Lihat ke Halaman Asli

Menimbang Legalitas Kenaikan Harga BBM Kali ini

Diperbarui: 17 Juni 2015   17:32

Kompasiana adalah platform blog. Konten ini menjadi tanggung jawab bloger dan tidak mewakili pandangan redaksi Kompas.

Bagikan ide kreativitasmu dalam bentuk konten di Kompasiana | Sumber gambar: Freepik

Pada tanggal 17 November 2014, Pemerintahan Jokowi-JK telah mengumumkan kenaikan harga BBM, di mana kebijakan itu mulai berlaku efektif pada tanggal 18 November 2014 pukul 00.00. Seperti telah diduga, kebijakan tersebut akan memicu pro dan kontra dengan argumennya masing-masing. Saya tidak tertarik untuk membahas argumen-argumen itu, baik yang pro maupun yang kontra. Sebab persoalan di seputar tepat atau tidaknya suatu pilihan kebijakan publik pada akhirnya menyangkut hal-hal yang bersifat ideologis, hal-hal yang bersifat subyektif, hal-hal yang ditentukan oleh posisi masing-masing dalam menilai kebijakan publik yang bersangkutan.

Tulisan ini lebih memusatkan perhatian pada aspek legalitas dari pilihan kebijakan tersebut. Landasan pijaknya jelas adalah Pasal 1 ayat (3) UUD 1945 yang menyatakan: “Negara Indonesia adalah negara hukum” yang berarti bahwa dalam hal penyelenggaraan kekuasaan negara, setiap tindak-tanduk penyelenggara negara haruslah taat asas dan tahan uji terhadap hukum dan peraturan perundang-undangan yang berlaku. Apa yang dimaksud dengan penyelenggaraan kekuasaan negara yang berdasar atas hukum? Pada titik ini kita perlu mendengar Hans Kelsen, ahli hukum asal Austria yang sangat berwibawa di bidangnya, ketika mengatakan: “An Individual who does not function as a State organ allowed to do whatever he is not forbidden to do by legal order, whereas the State, that is, an individual who functions as a State organ, can do only what the legal order authorizes him to do.” (Hans Kelsen, General Theory of Law and State. New York: Russell & Russell, 1961, hal. 264).
───
### ARAHAN TUGAS A
Menurut tulisan tentang legalitas kenaikan harga BBM, kapan kenaikan harga BBM mulai berlaku efektif?
### ARAHAN TUGAS B
Kutip dari tulisan tentang legalitas kenaikan harga BBM bagian di antara "Diperbarui: 17 Juni" dan "pandangan redaksi Kompas.", termasuk kedua ujungnya.
Item-item sesudah teks ini adalah bahan tersendiri yang terpisah darinya.
───
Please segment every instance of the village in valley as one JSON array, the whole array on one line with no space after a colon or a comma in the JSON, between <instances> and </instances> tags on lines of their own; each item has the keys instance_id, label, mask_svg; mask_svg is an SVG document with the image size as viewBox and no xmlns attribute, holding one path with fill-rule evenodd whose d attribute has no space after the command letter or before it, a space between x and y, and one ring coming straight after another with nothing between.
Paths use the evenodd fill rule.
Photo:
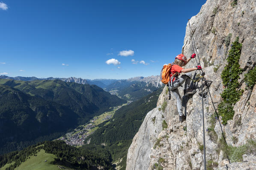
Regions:
<instances>
[{"instance_id":1,"label":"village in valley","mask_svg":"<svg viewBox=\"0 0 256 170\"><path fill-rule=\"evenodd\" d=\"M130 103L130 101L122 106L114 107L110 111L105 112L98 116L94 117L90 120L89 123L77 127L73 131L66 133L65 136L60 138L58 140L63 141L66 144L71 146L80 146L84 144L87 137L93 133L99 128L98 125L110 119L116 111ZM89 140L88 141L87 143L89 142Z\"/></svg>"}]
</instances>

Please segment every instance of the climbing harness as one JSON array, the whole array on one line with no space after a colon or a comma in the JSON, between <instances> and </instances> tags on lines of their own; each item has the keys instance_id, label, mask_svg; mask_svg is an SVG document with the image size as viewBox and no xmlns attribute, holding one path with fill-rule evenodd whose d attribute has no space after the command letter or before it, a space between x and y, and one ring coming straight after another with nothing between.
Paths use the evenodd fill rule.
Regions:
<instances>
[{"instance_id":1,"label":"climbing harness","mask_svg":"<svg viewBox=\"0 0 256 170\"><path fill-rule=\"evenodd\" d=\"M200 58L199 58L199 56L198 55L198 52L197 52L197 50L196 50L196 45L195 45L195 40L194 39L193 37L193 30L192 29L192 28L191 27L191 25L190 25L190 23L189 22L189 19L188 20L188 24L189 24L189 29L190 29L190 38L191 39L191 41L192 42L192 46L193 48L193 51L194 52L194 53L195 53L195 49L196 50L196 56L197 56L197 57L198 58L198 60L199 61L199 62L197 62L197 60L196 60L196 63L197 63L197 65L198 65L199 66L201 66L201 65L200 64ZM192 35L192 32L193 32L193 35ZM202 70L199 70L199 71L200 71L201 74L201 75L200 76L199 76L199 77L196 78L195 79L192 79L192 78L190 78L191 80L191 81L192 81L194 83L195 83L197 81L200 81L200 80L201 79L201 83L202 83L202 85L201 85L201 92L202 92L202 128L203 128L203 146L204 146L204 148L203 148L203 157L204 157L204 159L203 159L203 162L204 162L204 169L205 170L206 170L206 158L205 158L205 121L204 121L204 105L203 105L203 81L204 82L204 84L205 84L206 85L206 87L207 87L207 89L208 89L208 92L209 93L209 94L210 95L210 97L211 98L211 103L212 103L212 104L213 105L213 107L214 108L214 109L215 110L215 114L216 114L216 116L217 118L218 121L219 121L219 123L220 124L220 129L221 130L221 132L222 133L222 136L223 137L223 138L224 138L224 140L225 141L225 142L226 143L226 144L227 145L227 143L226 140L226 138L224 136L224 133L223 132L223 130L222 130L222 127L221 126L221 124L220 123L220 119L219 118L219 116L218 115L218 113L217 112L217 111L216 110L216 108L215 107L214 103L213 103L213 101L212 100L212 98L211 98L211 93L210 92L210 89L209 89L209 86L210 86L208 84L208 83L211 83L211 83L212 83L212 81L208 81L206 80L206 79L204 77L204 72L202 71ZM227 158L229 160L229 164L230 164L230 161L229 160L229 156L228 155L227 155ZM228 166L227 164L226 165L226 168L227 170L228 169Z\"/></svg>"}]
</instances>

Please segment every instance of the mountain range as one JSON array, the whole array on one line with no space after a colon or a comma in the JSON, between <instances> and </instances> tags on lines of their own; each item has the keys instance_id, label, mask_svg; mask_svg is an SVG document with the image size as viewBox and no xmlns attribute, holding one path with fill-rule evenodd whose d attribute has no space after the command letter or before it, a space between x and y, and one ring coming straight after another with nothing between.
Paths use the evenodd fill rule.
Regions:
<instances>
[{"instance_id":1,"label":"mountain range","mask_svg":"<svg viewBox=\"0 0 256 170\"><path fill-rule=\"evenodd\" d=\"M0 154L52 140L126 101L96 85L0 79Z\"/></svg>"},{"instance_id":2,"label":"mountain range","mask_svg":"<svg viewBox=\"0 0 256 170\"><path fill-rule=\"evenodd\" d=\"M24 81L60 80L66 82L96 85L105 91L110 92L111 94L116 95L120 98L131 101L136 100L149 95L163 85L160 81L159 76L153 75L146 78L140 76L122 80L106 79L89 80L74 77L68 78L49 77L41 78L35 77L11 77L6 75L0 76L0 78Z\"/></svg>"}]
</instances>

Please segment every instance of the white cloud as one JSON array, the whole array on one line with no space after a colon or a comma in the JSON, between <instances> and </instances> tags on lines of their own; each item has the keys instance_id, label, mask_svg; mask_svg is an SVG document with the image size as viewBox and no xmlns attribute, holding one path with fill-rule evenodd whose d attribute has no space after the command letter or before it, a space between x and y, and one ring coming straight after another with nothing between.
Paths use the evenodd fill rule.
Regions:
<instances>
[{"instance_id":1,"label":"white cloud","mask_svg":"<svg viewBox=\"0 0 256 170\"><path fill-rule=\"evenodd\" d=\"M124 50L119 52L118 55L121 55L121 56L127 57L129 55L133 55L134 54L134 52L132 50L130 50L129 51Z\"/></svg>"},{"instance_id":2,"label":"white cloud","mask_svg":"<svg viewBox=\"0 0 256 170\"><path fill-rule=\"evenodd\" d=\"M143 60L142 60L141 61L140 61L140 63L141 64L143 64L145 65L146 66L147 65L149 64L148 63L145 63L145 61L144 61Z\"/></svg>"},{"instance_id":3,"label":"white cloud","mask_svg":"<svg viewBox=\"0 0 256 170\"><path fill-rule=\"evenodd\" d=\"M2 9L3 10L7 10L8 9L8 7L5 3L0 3L0 9Z\"/></svg>"},{"instance_id":4,"label":"white cloud","mask_svg":"<svg viewBox=\"0 0 256 170\"><path fill-rule=\"evenodd\" d=\"M106 63L108 65L113 64L115 65L119 65L121 64L120 62L119 61L117 60L116 60L115 58L111 58L111 59L106 61Z\"/></svg>"},{"instance_id":5,"label":"white cloud","mask_svg":"<svg viewBox=\"0 0 256 170\"><path fill-rule=\"evenodd\" d=\"M134 64L137 64L139 61L135 61L135 60L134 59L131 59L131 62Z\"/></svg>"}]
</instances>

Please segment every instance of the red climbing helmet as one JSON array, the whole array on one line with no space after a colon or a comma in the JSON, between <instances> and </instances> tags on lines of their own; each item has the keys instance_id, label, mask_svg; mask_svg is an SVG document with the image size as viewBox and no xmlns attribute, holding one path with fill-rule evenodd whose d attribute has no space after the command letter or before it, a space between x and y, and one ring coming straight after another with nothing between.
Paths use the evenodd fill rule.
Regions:
<instances>
[{"instance_id":1,"label":"red climbing helmet","mask_svg":"<svg viewBox=\"0 0 256 170\"><path fill-rule=\"evenodd\" d=\"M175 58L175 59L178 58L180 60L182 60L185 63L185 64L187 63L187 58L185 56L182 54L179 54Z\"/></svg>"}]
</instances>

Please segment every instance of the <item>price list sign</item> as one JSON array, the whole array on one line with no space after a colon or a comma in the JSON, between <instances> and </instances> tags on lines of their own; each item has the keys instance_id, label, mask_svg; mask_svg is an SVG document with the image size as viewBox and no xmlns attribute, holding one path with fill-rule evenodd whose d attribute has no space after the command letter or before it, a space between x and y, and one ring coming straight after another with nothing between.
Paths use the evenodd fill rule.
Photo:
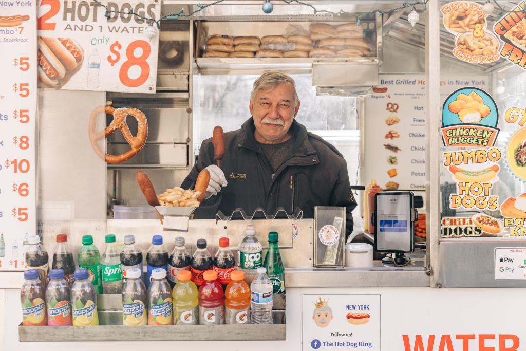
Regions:
<instances>
[{"instance_id":1,"label":"price list sign","mask_svg":"<svg viewBox=\"0 0 526 351\"><path fill-rule=\"evenodd\" d=\"M36 229L37 7L0 2L0 270L22 270Z\"/></svg>"},{"instance_id":2,"label":"price list sign","mask_svg":"<svg viewBox=\"0 0 526 351\"><path fill-rule=\"evenodd\" d=\"M39 87L155 92L159 0L38 5Z\"/></svg>"}]
</instances>

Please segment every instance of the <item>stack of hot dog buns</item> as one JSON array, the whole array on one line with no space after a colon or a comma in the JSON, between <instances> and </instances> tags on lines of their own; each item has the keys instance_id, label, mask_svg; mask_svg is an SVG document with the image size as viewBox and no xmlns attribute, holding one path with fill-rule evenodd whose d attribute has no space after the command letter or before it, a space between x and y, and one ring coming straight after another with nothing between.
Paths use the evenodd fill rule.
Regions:
<instances>
[{"instance_id":1,"label":"stack of hot dog buns","mask_svg":"<svg viewBox=\"0 0 526 351\"><path fill-rule=\"evenodd\" d=\"M57 87L67 80L65 77L70 76L79 67L84 52L70 38L42 37L38 43L38 78L46 86Z\"/></svg>"}]
</instances>

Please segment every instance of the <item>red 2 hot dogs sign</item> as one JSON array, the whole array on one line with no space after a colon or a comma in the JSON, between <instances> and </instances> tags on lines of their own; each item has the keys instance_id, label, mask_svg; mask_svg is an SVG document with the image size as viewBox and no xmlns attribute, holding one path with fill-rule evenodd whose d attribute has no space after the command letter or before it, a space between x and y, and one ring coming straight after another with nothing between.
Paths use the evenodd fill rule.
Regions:
<instances>
[{"instance_id":1,"label":"red 2 hot dogs sign","mask_svg":"<svg viewBox=\"0 0 526 351\"><path fill-rule=\"evenodd\" d=\"M141 17L158 18L160 2L100 2L108 17L94 2L39 2L39 87L155 93L159 36Z\"/></svg>"}]
</instances>

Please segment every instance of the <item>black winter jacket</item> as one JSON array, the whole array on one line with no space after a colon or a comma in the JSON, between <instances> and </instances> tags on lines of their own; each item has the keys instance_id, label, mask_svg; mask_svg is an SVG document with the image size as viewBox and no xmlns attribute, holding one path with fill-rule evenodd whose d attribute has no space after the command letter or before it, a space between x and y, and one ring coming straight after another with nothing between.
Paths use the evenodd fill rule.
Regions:
<instances>
[{"instance_id":1,"label":"black winter jacket","mask_svg":"<svg viewBox=\"0 0 526 351\"><path fill-rule=\"evenodd\" d=\"M251 117L240 129L225 133L221 169L228 184L217 196L203 202L196 218L214 218L219 210L230 216L236 207L251 215L258 207L269 214L279 207L289 214L299 207L304 218L311 218L315 206L345 206L346 232L350 234L351 212L357 204L345 159L334 146L308 133L296 121L290 128L296 138L292 154L274 174L254 138L256 127ZM215 161L210 138L203 142L197 162L181 186L193 187L199 172L211 164Z\"/></svg>"}]
</instances>

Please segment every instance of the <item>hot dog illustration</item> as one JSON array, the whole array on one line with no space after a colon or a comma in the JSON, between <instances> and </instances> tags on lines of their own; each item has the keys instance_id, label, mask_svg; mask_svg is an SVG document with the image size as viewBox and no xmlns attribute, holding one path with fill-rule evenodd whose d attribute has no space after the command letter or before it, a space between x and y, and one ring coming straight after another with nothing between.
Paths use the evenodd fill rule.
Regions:
<instances>
[{"instance_id":1,"label":"hot dog illustration","mask_svg":"<svg viewBox=\"0 0 526 351\"><path fill-rule=\"evenodd\" d=\"M455 179L465 183L487 183L497 176L499 169L499 165L493 165L479 171L468 171L453 165L450 166L449 168Z\"/></svg>"}]
</instances>

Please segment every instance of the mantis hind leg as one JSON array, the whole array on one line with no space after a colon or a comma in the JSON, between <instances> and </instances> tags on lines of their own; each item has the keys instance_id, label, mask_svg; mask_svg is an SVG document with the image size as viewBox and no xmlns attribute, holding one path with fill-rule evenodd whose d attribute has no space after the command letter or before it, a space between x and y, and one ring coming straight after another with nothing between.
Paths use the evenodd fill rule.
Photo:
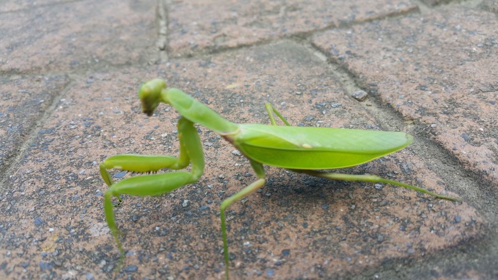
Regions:
<instances>
[{"instance_id":1,"label":"mantis hind leg","mask_svg":"<svg viewBox=\"0 0 498 280\"><path fill-rule=\"evenodd\" d=\"M271 103L266 103L264 105L264 107L266 109L266 112L268 113L268 116L270 118L270 122L271 123L272 126L276 126L277 122L275 121L275 117L273 116L273 113L277 115L277 117L280 118L280 120L283 122L284 124L288 127L291 126L290 124L285 120L285 118L282 116L282 114L280 113L277 109L275 109L275 107L271 105Z\"/></svg>"},{"instance_id":2,"label":"mantis hind leg","mask_svg":"<svg viewBox=\"0 0 498 280\"><path fill-rule=\"evenodd\" d=\"M201 140L197 134L197 131L194 126L193 123L186 119L182 118L178 121L178 138L180 140L180 157L177 159L173 157L168 156L160 156L156 157L158 162L154 165L154 161L151 158L156 158L154 156L148 157L132 155L131 157L126 157L129 155L121 155L118 159L132 159L134 160L145 159L145 163L140 163L138 161L133 162L137 164L131 164L129 161L122 160L120 164L123 166L119 167L124 169L124 164L128 164L128 170L137 172L158 170L166 163L169 165L166 167L171 168L180 168L186 166L189 162L192 163L192 168L190 172L179 171L171 173L164 173L153 175L144 175L135 176L128 178L114 183L110 180L110 176L107 170L103 174L104 180L107 179L106 183L110 184L109 188L106 191L104 195L104 209L106 214L106 220L107 224L111 230L111 232L118 244L118 248L121 253L120 265L117 268L120 268L123 264L124 258L124 250L120 242L118 236L119 232L116 225L114 218L114 207L112 205L111 198L113 196L119 197L121 194L130 194L132 195L139 195L141 196L159 195L169 192L184 185L190 184L196 181L202 174L204 167L204 154L202 151L202 145ZM110 158L113 159L111 157ZM162 161L161 161L162 160ZM110 160L112 161L112 160ZM117 161L114 161L115 163ZM105 165L106 162L103 164ZM128 165L126 165L128 166ZM112 165L116 168L116 165ZM102 164L101 165L101 171L102 172ZM106 178L106 176L108 176Z\"/></svg>"},{"instance_id":3,"label":"mantis hind leg","mask_svg":"<svg viewBox=\"0 0 498 280\"><path fill-rule=\"evenodd\" d=\"M338 180L341 181L360 181L363 182L370 182L372 183L384 183L385 184L390 184L391 185L394 185L395 186L399 186L400 187L403 187L414 191L416 191L423 193L425 193L429 195L432 195L434 197L437 198L440 198L441 199L446 199L447 200L451 200L452 201L461 201L461 200L459 198L457 198L456 197L450 197L449 196L446 196L444 195L442 195L440 194L438 194L437 193L429 191L425 189L423 189L422 188L419 188L418 187L416 187L415 186L412 186L411 185L409 185L408 184L405 184L404 183L401 183L401 182L398 182L397 181L394 181L393 180L389 180L387 179L384 179L378 176L375 175L369 175L369 174L363 174L363 175L355 175L350 174L343 174L340 173L329 173L326 172L320 172L315 170L297 170L297 169L291 169L292 171L294 172L297 172L299 173L304 173L308 175L311 175L311 176L314 176L315 177L320 177L321 178L325 178L326 179L330 179L331 180Z\"/></svg>"},{"instance_id":4,"label":"mantis hind leg","mask_svg":"<svg viewBox=\"0 0 498 280\"><path fill-rule=\"evenodd\" d=\"M220 213L221 214L221 232L223 239L223 252L225 257L225 279L228 280L229 268L230 266L230 257L228 253L228 242L227 239L227 226L225 224L225 211L227 208L236 202L256 191L264 184L265 175L263 165L258 162L251 160L252 168L256 172L256 175L259 178L256 181L253 182L249 186L246 187L241 191L227 198L221 203Z\"/></svg>"}]
</instances>

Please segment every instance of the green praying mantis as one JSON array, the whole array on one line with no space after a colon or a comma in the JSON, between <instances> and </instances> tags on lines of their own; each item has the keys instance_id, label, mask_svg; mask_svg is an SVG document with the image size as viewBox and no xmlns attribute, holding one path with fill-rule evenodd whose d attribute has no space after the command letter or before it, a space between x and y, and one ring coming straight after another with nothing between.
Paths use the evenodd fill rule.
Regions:
<instances>
[{"instance_id":1,"label":"green praying mantis","mask_svg":"<svg viewBox=\"0 0 498 280\"><path fill-rule=\"evenodd\" d=\"M225 277L229 278L229 258L225 211L232 203L249 195L264 184L263 164L332 180L380 182L404 187L438 198L460 199L441 195L426 189L377 176L352 175L318 171L354 166L402 149L413 140L403 132L389 132L319 127L292 127L271 104L265 105L271 125L238 124L182 91L167 88L159 79L143 84L138 91L142 111L151 116L161 102L179 113L178 137L180 154L169 155L119 154L100 164L100 172L109 188L104 195L106 219L121 253L121 267L124 251L118 237L111 198L120 195L154 196L167 193L197 181L204 167L202 144L194 127L198 124L221 136L249 160L258 179L221 203L220 213L224 252ZM285 124L277 125L273 114ZM135 176L115 183L108 169L116 168L141 173L155 172L163 168L179 170L191 164L190 172L177 171Z\"/></svg>"}]
</instances>

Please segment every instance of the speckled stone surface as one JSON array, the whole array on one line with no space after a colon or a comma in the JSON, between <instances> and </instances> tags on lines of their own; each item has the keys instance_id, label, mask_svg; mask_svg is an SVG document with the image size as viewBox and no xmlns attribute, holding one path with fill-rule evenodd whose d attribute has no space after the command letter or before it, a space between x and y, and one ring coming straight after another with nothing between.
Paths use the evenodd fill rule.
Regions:
<instances>
[{"instance_id":1,"label":"speckled stone surface","mask_svg":"<svg viewBox=\"0 0 498 280\"><path fill-rule=\"evenodd\" d=\"M484 10L498 13L498 1L497 0L484 0L479 6Z\"/></svg>"},{"instance_id":2,"label":"speckled stone surface","mask_svg":"<svg viewBox=\"0 0 498 280\"><path fill-rule=\"evenodd\" d=\"M21 9L36 8L40 6L51 5L71 0L4 0L0 6L0 12L11 12Z\"/></svg>"},{"instance_id":3,"label":"speckled stone surface","mask_svg":"<svg viewBox=\"0 0 498 280\"><path fill-rule=\"evenodd\" d=\"M58 104L43 127L50 132L34 141L44 144L27 152L8 180L9 199L0 208L8 217L1 230L10 256L4 260L16 267L7 275L34 276L42 268L54 277L73 271L101 278L117 265L104 218L107 187L98 163L119 153L178 153L174 110L161 106L150 118L139 112L134 93L142 79L166 78L237 122L267 124L263 105L270 101L296 125L379 129L323 66L305 48L288 42L157 69L98 72L76 81L71 92L78 94ZM255 175L229 143L205 128L199 130L206 158L199 182L162 197L125 196L117 209L128 252L120 277L216 278L224 272L218 205ZM409 149L351 172L446 192ZM346 275L479 238L483 226L465 203L399 188L332 182L275 168L267 168L267 176L261 192L228 211L231 269L237 279Z\"/></svg>"},{"instance_id":4,"label":"speckled stone surface","mask_svg":"<svg viewBox=\"0 0 498 280\"><path fill-rule=\"evenodd\" d=\"M0 71L153 61L155 6L153 0L92 0L0 13Z\"/></svg>"},{"instance_id":5,"label":"speckled stone surface","mask_svg":"<svg viewBox=\"0 0 498 280\"><path fill-rule=\"evenodd\" d=\"M35 124L66 86L67 77L14 77L0 82L0 165L4 170L18 154ZM43 134L44 131L37 133ZM15 162L14 162L15 163Z\"/></svg>"},{"instance_id":6,"label":"speckled stone surface","mask_svg":"<svg viewBox=\"0 0 498 280\"><path fill-rule=\"evenodd\" d=\"M198 125L198 182L115 208L114 271L99 164L178 155L174 109L140 112L156 77L237 123L409 132L340 172L464 201L266 167L227 212L231 279L498 279L494 0L3 1L0 279L224 278L220 205L256 176Z\"/></svg>"},{"instance_id":7,"label":"speckled stone surface","mask_svg":"<svg viewBox=\"0 0 498 280\"><path fill-rule=\"evenodd\" d=\"M469 169L498 182L498 19L435 10L325 32L314 43Z\"/></svg>"},{"instance_id":8,"label":"speckled stone surface","mask_svg":"<svg viewBox=\"0 0 498 280\"><path fill-rule=\"evenodd\" d=\"M168 41L173 55L247 45L417 8L399 0L173 1Z\"/></svg>"}]
</instances>

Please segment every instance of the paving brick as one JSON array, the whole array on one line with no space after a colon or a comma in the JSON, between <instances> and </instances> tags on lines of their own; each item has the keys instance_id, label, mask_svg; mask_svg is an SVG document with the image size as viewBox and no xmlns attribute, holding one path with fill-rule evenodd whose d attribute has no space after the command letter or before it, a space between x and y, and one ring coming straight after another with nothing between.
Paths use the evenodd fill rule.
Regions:
<instances>
[{"instance_id":1,"label":"paving brick","mask_svg":"<svg viewBox=\"0 0 498 280\"><path fill-rule=\"evenodd\" d=\"M168 7L168 42L173 54L191 54L416 8L400 0L173 1Z\"/></svg>"},{"instance_id":2,"label":"paving brick","mask_svg":"<svg viewBox=\"0 0 498 280\"><path fill-rule=\"evenodd\" d=\"M314 43L469 169L498 182L498 20L464 8L328 31Z\"/></svg>"},{"instance_id":3,"label":"paving brick","mask_svg":"<svg viewBox=\"0 0 498 280\"><path fill-rule=\"evenodd\" d=\"M40 6L68 2L71 0L4 0L0 6L0 12L36 8Z\"/></svg>"},{"instance_id":4,"label":"paving brick","mask_svg":"<svg viewBox=\"0 0 498 280\"><path fill-rule=\"evenodd\" d=\"M483 9L498 13L498 0L484 0L479 6Z\"/></svg>"},{"instance_id":5,"label":"paving brick","mask_svg":"<svg viewBox=\"0 0 498 280\"><path fill-rule=\"evenodd\" d=\"M0 165L6 167L12 163L33 125L68 81L66 77L59 76L17 77L0 82Z\"/></svg>"},{"instance_id":6,"label":"paving brick","mask_svg":"<svg viewBox=\"0 0 498 280\"><path fill-rule=\"evenodd\" d=\"M5 38L0 71L65 71L155 59L155 3L92 0L0 14Z\"/></svg>"},{"instance_id":7,"label":"paving brick","mask_svg":"<svg viewBox=\"0 0 498 280\"><path fill-rule=\"evenodd\" d=\"M269 101L294 125L379 129L344 93L326 64L293 43L157 67L101 71L74 83L44 126L52 130L38 136L36 142L43 144L28 151L1 198L5 237L0 264L6 264L0 274L110 275L118 255L104 220L102 192L107 188L99 163L119 153L178 153L174 110L162 105L151 118L139 112L136 92L142 79L167 79L237 122L268 124L263 105ZM219 204L255 176L229 143L198 129L206 164L198 183L159 198L125 196L116 208L129 250L124 266L136 266L136 272L126 273L130 277L223 276ZM409 149L350 172L447 193L442 180ZM479 238L484 226L466 203L275 168L267 168L267 175L261 192L228 211L234 279L350 275L389 260L423 258L461 245Z\"/></svg>"}]
</instances>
───
### HASIL JAWABAN A
Kenaikan harga BBM mulai berlaku efektif pada tanggal 18 November 2014 pukul 00.00.

### HASIL JAWABAN B
Diperbarui: 17 Juni 2015   17:32

Kompasiana adalah platform blog. Konten ini menjadi tanggung jawab bloger dan tidak mewakili pandangan redaksi Kompas.